Literary News

I was excited about the idea of a second novel by Harper Lee; but as I read the online facts about it, I became mystified and cautious.

For me, the really exciting literary news is that Hippocampus Press will be publishing--at last!--THE ANNOTATED FUNGI FROM YUGGOTH, a book that David Schultz has been working on for over three decades. I believe they hope to have it out in time for NecronomiCon II in Providence. It should prove to be a huge book, complete with 40 new illustrations by Jason Eckhardt. At last--at last!!
 
I think the Utpatel illustrations for Fungi (Collected Poems) would be impossible to surpass. Incredible work; I've grown to feel Fungi to be incomplete without them.
Having said that, Eckhardt is a fine artist and I'm sure he'll do the sonnet sequence justice.
 
Gee, they are still trying to make us believe Rand is a good writer. These stupid libertarians.

It's like David Simon, the creator of The Wire, said: that libertarians did not like to pay taxes and, in order to hide this fact, they created a "philosophy" to justify themselves.
 
Well, just for the record I'm not an Objectivist, but for many years I've had an inexplicable interest in Rand's life and work, even though her political stance and worldview is the total opposite of mine. But I think it's good sometimes to read material by people who one disagrees with. Hell, I don't really agree with Ligotti's philosophical views either, but I still find them interesting.
 
There's quite a few things I enjoyed about The Fountainhead. I wouldn't recommend it much, there are too many boring bits and quite a few unconvincing parts but I just couldn't call it a plainly bad book.
I think Rand was nuts and there is plenty to dislike about her and her work, but it's unfair that people confuse her with a lot of the type of right wingers she despised. She's so widely mocked that she's become underrated. A very minor injustice though, hardly worth losing sleep over.
 
I've never felt a desire to read Rand but I'd check her out before I'd read someone like Hubbard. Rand believed in her philosophy; L. Ron was a cynical opportunist who was probably mentally ill in his last decades. Actually I've gone out of my way to say some nice--and vague--things about her. I figure anyone so despised had to get something right. As Wilhelm Reich said, The truth is so big every system has a little of it.

Dataset extract:
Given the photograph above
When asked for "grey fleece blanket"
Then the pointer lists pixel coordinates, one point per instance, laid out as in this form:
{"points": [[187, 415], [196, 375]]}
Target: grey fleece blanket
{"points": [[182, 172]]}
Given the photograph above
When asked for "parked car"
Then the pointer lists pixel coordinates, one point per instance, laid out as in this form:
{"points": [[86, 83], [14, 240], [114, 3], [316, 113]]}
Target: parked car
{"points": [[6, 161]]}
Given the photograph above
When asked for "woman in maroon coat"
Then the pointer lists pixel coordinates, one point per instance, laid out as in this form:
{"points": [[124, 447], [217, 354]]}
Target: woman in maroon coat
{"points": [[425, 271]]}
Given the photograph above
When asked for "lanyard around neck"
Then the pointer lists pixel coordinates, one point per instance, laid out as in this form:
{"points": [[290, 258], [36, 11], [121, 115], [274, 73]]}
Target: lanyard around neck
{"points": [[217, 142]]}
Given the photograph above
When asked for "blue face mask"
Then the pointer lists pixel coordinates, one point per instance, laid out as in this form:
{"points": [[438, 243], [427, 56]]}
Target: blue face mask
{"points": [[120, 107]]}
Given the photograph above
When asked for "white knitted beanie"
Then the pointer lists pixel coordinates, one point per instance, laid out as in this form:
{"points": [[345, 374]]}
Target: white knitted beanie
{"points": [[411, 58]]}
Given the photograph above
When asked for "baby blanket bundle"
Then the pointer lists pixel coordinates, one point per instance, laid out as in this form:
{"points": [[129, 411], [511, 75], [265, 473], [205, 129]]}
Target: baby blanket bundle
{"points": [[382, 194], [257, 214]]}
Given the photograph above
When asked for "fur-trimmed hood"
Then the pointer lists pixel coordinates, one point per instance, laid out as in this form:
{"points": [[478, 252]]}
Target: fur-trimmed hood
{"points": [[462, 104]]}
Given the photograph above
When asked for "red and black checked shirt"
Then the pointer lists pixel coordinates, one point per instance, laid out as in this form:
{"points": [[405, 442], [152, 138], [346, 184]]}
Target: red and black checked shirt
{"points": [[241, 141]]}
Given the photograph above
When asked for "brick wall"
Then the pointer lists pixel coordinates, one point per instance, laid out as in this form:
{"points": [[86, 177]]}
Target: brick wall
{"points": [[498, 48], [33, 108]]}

Do this:
Carry on the forum discussion about literary news from the point where it stops. The data has no connection to the forum discussion about literary news.

Exercise result:
Robert Adam Gilmour, I would agree with you on The Fountainhead, though I probably rate it a little more highly. Having said that, I've never been able to make it through more than one hundred pages of Atlas Shrugged.

I will admit to admiring her single-minded dedication when it came with writing her novels: she seemed to have the ability to work on something for years without getting distracted by side-projects (would that I could say the same). And unlike many fiction writers who keep writing long after they've exhausted all their ideas, she knew when to stop.
 
I'm far from an admirer of Elron and his works - I'll always remember when I was in middle school and my father took me and a friend to LA to see Phantom of the Opera and in the course of the looking for a restroom on Hollywood Blvd. we ended up in front of the L. Ron Hubbard Life Exhibition, where a matron with a glassy-eyed expression and a scottish burr somehow talked us all into taking the full tour which involved watching a disturbing short film ostensibly about drug abuse - and will not hesitate to call Ronnie a manipulative, money-grubbing, mentally disturbed a-hole, but in my mind he's still far less loathsome than the unapologetically sociopathic Aynnie Rand, who tried to make lack of empathy and total self-centeredness into virtues and had a soft spot for a serial killer.

(Of course, the fact that Hubbard was a passable writer of pulp fiction (his Fear is entertaining for what it is) prior to going looney-tunes doesn't hurt either)
 
Well, comparing Rand and Hubbard is comparing apples to apples; putrid, rotten, unedible apples, infested with disgusting worms and maggots.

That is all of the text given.